GIVEN PROBLEM: The line containing "find the suv rear window" marks where to begin; quote it and every line after it through the end of the data, exactly as written.
_ _ _ _
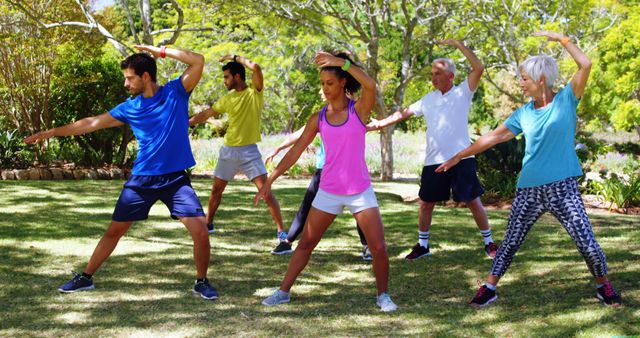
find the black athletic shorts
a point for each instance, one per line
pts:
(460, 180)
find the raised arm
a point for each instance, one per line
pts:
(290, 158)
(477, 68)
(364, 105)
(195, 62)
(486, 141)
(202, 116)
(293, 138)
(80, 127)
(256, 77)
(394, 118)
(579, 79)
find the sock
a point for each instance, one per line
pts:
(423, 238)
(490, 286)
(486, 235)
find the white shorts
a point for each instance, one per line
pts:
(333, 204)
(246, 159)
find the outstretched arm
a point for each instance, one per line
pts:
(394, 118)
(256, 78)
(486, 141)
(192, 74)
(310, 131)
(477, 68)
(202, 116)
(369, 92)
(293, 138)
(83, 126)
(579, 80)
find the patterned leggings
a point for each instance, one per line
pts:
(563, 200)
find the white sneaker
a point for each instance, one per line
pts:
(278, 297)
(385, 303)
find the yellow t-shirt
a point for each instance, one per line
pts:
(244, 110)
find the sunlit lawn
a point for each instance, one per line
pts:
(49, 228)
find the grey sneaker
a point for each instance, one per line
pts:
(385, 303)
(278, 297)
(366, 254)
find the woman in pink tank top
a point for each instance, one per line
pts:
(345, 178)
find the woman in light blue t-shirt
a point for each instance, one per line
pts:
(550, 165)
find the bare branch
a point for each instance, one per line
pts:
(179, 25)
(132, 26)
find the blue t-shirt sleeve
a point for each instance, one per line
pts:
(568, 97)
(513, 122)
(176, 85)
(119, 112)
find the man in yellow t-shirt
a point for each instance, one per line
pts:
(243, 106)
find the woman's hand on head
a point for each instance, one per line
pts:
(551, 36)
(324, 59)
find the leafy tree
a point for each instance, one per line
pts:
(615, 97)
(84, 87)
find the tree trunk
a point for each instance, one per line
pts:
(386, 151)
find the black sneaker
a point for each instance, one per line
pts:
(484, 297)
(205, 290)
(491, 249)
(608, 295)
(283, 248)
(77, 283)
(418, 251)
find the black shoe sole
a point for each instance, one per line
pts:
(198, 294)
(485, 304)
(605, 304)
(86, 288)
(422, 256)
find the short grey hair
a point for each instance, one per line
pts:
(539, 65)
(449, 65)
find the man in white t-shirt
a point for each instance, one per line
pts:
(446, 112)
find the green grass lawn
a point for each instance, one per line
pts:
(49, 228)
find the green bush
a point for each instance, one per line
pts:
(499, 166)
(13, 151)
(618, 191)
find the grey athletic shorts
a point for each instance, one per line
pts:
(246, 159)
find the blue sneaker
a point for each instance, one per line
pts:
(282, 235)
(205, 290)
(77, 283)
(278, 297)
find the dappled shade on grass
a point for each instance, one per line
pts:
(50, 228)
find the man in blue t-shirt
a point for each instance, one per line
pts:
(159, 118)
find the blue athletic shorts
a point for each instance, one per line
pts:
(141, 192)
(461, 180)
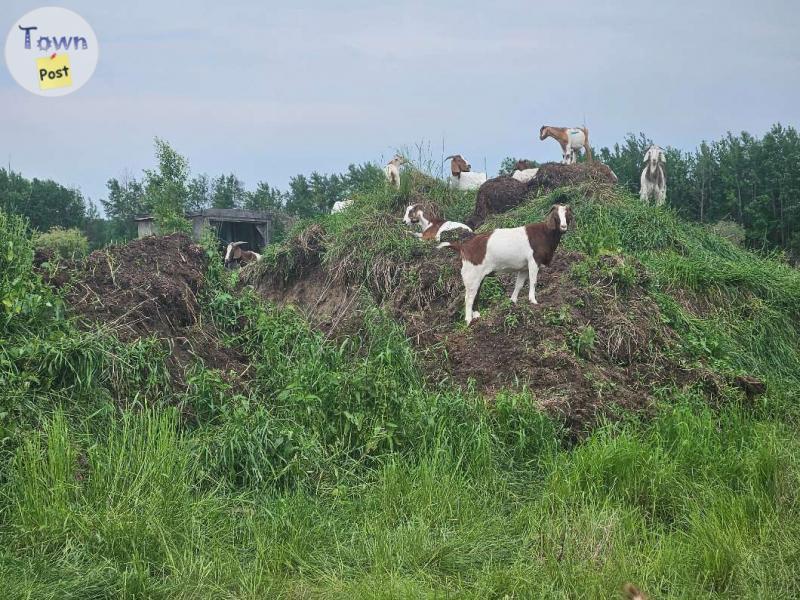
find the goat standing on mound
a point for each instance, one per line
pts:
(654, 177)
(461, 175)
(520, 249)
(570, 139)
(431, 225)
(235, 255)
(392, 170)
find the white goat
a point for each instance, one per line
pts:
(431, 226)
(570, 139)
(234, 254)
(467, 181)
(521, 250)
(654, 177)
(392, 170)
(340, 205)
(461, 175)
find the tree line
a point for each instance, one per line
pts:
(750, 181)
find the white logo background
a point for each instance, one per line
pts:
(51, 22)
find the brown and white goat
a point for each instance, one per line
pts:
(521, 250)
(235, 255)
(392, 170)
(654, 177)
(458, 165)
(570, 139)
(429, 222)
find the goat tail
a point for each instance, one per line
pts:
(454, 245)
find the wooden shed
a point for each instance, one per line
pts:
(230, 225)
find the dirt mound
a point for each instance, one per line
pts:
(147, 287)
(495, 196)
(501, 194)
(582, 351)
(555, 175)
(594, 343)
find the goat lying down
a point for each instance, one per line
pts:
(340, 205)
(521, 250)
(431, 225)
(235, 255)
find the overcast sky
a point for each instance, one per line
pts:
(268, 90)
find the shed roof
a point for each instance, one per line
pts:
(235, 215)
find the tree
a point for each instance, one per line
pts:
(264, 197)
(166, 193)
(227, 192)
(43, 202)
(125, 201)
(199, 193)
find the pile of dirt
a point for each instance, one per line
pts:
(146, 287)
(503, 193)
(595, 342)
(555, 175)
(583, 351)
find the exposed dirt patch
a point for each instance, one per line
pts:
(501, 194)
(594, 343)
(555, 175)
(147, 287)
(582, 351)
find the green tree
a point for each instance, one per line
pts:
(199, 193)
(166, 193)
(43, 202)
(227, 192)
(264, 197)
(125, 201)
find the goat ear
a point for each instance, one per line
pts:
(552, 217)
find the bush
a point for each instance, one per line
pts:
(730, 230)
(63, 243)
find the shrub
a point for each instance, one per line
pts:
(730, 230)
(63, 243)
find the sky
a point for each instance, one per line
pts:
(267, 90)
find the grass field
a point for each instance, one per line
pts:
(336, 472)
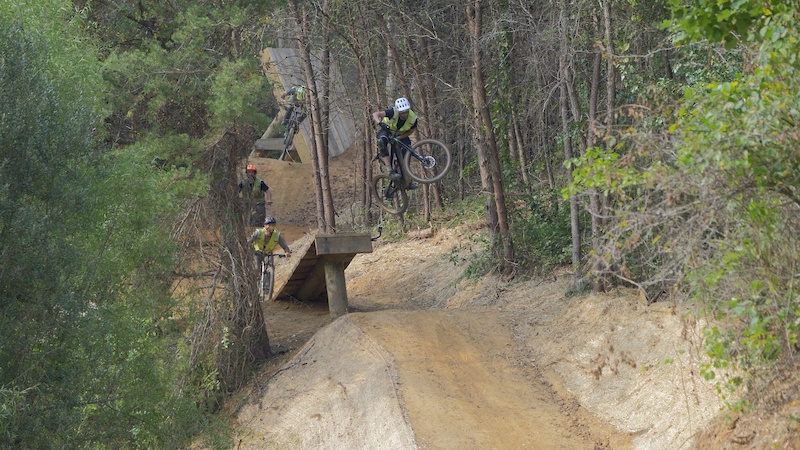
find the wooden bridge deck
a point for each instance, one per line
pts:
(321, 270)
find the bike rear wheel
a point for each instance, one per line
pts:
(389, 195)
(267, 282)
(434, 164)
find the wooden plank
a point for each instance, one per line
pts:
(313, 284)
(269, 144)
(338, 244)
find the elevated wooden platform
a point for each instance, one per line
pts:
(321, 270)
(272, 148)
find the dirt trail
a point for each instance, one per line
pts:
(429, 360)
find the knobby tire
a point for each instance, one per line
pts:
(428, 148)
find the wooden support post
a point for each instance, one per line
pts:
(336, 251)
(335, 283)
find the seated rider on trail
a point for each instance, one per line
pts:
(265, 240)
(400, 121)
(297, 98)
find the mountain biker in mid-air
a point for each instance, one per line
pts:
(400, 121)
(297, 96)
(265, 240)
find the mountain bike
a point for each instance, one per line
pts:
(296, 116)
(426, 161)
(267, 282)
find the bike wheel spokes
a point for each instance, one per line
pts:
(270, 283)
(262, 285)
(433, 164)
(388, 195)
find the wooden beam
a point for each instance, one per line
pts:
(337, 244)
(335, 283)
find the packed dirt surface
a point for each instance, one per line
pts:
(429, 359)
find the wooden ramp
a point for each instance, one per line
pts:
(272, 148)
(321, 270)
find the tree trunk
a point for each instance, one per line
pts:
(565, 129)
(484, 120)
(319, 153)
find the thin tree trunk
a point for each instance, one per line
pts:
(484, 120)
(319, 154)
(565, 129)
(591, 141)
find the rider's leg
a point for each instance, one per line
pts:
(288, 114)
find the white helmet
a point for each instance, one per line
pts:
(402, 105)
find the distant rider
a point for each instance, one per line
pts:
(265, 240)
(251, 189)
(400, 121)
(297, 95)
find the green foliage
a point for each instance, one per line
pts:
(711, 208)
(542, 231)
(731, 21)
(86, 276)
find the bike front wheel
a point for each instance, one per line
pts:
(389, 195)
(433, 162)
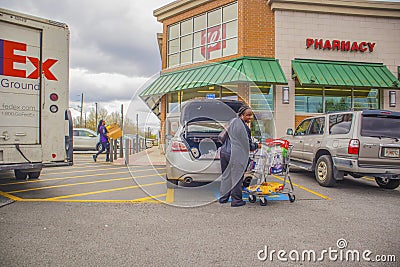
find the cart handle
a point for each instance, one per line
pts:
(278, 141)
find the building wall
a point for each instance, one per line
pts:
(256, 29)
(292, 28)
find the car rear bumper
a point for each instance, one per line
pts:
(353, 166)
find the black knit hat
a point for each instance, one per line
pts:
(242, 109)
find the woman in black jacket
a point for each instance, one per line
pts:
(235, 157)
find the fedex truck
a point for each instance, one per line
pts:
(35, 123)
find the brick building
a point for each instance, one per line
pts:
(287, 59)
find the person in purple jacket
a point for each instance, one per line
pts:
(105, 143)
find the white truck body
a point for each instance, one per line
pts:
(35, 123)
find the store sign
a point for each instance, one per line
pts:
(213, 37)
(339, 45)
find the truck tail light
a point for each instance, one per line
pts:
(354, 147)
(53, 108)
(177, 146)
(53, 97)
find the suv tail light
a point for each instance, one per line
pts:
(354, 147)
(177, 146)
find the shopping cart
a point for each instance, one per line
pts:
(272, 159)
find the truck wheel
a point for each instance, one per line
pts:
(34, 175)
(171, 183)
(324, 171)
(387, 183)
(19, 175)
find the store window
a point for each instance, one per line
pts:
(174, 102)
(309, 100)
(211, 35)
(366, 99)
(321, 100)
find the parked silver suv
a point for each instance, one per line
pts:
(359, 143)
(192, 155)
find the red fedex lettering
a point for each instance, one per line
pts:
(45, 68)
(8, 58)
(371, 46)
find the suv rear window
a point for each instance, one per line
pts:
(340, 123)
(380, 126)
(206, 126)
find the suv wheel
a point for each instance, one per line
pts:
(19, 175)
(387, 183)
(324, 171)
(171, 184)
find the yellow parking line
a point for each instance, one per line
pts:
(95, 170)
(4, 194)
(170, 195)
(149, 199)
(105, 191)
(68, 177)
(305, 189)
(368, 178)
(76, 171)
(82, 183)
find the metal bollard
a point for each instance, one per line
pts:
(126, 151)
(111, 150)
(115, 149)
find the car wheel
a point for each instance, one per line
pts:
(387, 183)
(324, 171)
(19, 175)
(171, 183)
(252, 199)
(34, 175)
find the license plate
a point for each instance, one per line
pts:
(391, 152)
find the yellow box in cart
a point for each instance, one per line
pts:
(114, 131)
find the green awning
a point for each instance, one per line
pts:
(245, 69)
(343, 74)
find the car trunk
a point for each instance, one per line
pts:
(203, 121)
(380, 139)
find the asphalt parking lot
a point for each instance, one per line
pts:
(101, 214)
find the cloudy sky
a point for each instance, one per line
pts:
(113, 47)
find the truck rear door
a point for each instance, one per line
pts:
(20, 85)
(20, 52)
_ _ _ _
TASK OUTPUT:
find the suv rear window
a point for each instance, one per line
pts:
(340, 123)
(380, 126)
(206, 126)
find the suv wheel
a point for each instance, one per line
pts:
(19, 175)
(387, 183)
(324, 171)
(171, 184)
find the yellow parking line
a point for each instance, one per line
pts:
(95, 170)
(4, 194)
(170, 195)
(149, 199)
(105, 191)
(68, 177)
(305, 189)
(368, 178)
(76, 171)
(82, 183)
find the metal bollard
a point for each instance, one per line
pts:
(126, 151)
(111, 150)
(115, 149)
find the car wheel
a point for each instance, one per line
pts:
(387, 183)
(324, 171)
(19, 175)
(171, 183)
(252, 199)
(34, 175)
find the license plate
a point for each instance, one per line
pts:
(391, 152)
find the yellow box in cart
a point for each instance, one per line
pts:
(114, 131)
find the green awning
a point for each instance, one per line
pts:
(245, 69)
(343, 74)
find the car trunk
a point for each instance, one per line
pts:
(203, 121)
(380, 139)
find the asphalt parking lot
a point for each instance, one per line
pts:
(101, 214)
find the cloudy sky
a point for each instance, one per line
pts:
(113, 47)
find the truck rear door
a point for each instance, one per line
pts:
(20, 85)
(20, 52)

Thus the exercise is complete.